» **Source passage**:
---+---

To a mind like that the germ of the actual was enough. Charlotte Brontë's genius, in fact, was ardently impatient of the actual: it cared only for its own. At the least hint from experience it was off. A glance, a gesture of M. Héger's was enough to fire it to the conception of Paul Emanuel. He had only to say a kind word to her, to leave a book or a box of bon-bons in her desk (if he did leave bon-bons) for Charlotte's fire to work on him. She had only to say to herself, "This little man is adorable in friendship; I wonder what he would be like in love," and she saw that he would be something, though not altogether, like Paul Emanuel. She had only to feel a pang of half-remorseful, half-humorous affection for him, and she knew what Lucy felt like in her love-sick agony. As for Madame Héger, Madame's purely episodic jealousy, her habits of surveillance, her small inscrutabilities of behaviour, became the fury, the treachery, the perfidy of Madame Beck. For treachery and perfidy, and agony and passion, were what Charlotte wanted for Villette.

---+---

» **Material shown**:
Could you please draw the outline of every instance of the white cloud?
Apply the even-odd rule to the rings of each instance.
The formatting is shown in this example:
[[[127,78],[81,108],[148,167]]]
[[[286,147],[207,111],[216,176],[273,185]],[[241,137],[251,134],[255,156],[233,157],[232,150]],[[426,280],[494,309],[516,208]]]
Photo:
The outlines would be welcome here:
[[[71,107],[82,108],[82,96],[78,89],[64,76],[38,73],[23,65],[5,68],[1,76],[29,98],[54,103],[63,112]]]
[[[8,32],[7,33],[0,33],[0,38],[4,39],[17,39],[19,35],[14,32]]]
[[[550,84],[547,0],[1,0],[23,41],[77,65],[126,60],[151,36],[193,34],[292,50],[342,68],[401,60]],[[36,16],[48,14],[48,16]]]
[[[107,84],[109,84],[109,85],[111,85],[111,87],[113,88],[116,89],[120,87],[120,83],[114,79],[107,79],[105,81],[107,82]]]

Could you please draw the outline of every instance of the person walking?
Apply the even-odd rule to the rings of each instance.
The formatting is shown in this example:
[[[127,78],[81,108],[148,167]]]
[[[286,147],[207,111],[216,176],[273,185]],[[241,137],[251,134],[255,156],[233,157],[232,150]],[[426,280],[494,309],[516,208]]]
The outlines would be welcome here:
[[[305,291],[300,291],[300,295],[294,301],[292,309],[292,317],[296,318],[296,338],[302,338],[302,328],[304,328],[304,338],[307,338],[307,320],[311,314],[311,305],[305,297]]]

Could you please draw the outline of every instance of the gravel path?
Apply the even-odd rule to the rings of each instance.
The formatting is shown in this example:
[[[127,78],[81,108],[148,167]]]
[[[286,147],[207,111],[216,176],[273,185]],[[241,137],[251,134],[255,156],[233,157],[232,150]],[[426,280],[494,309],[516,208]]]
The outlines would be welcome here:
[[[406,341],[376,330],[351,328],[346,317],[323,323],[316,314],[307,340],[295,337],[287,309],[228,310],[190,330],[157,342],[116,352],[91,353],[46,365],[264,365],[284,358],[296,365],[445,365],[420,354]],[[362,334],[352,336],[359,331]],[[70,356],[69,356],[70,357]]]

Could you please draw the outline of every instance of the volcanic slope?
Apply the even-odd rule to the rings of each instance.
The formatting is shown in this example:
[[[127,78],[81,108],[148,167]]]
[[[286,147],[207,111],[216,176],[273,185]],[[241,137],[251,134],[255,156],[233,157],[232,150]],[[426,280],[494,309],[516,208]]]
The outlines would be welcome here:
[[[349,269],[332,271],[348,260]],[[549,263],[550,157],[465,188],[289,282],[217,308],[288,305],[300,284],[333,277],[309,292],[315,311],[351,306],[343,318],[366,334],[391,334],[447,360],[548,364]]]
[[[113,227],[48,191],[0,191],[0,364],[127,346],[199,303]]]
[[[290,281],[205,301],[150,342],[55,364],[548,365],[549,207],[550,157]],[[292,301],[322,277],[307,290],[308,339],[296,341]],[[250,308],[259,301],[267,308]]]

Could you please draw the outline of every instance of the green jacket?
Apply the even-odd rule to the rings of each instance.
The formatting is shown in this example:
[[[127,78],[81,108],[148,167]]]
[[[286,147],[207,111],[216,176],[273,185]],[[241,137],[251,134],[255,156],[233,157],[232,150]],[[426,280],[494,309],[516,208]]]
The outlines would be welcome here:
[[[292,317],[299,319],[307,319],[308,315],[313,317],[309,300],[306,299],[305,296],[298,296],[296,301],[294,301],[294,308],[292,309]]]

---+---

» **Required action 1**:
In the passage on Charlotte Brontë, what character did a glance or gesture of M. Héger's fire her genius to conceive?
» **Required action 2**:
According to the passage on Charlotte Brontë, what did she want for Villette? List every item it names.
» **Required action 3**:
Extend the passage on Charlotte Brontë's genius past its final sentence.

» **Expected output 1**:
Paul Emanuel

» **Expected output 2**:
Treachery, perfidy, agony, and passion.

» **Expected output 3**:
And yet it is true that Villette is a novel of experience, owing its conspicuous qualities very much to observation. After all, a contemporary novel cannot be made altogether out of the fire of the great writer's soul. It is because Charlotte Brontë relied too much on the fire of her own soul that in Jane Eyre and parts of Shirley she missed that unique expression of actuality which, over and over again, she accomplished in Villette. For the expression of a social milieu, for manners, for the dialogue of ordinary use, for the whole detail of the speech characteristic of an individual and a type, for the right accent and pitch, for all the vanishing shades and aspects of the temporary and the particular, the greatest and the fieriest writer is at the mercy of observation and experience. It was her final mastery of these things that made it possible to praise Charlotte Brontë's powers of observation at the expense of her genius; and this mainly because of M. Paul.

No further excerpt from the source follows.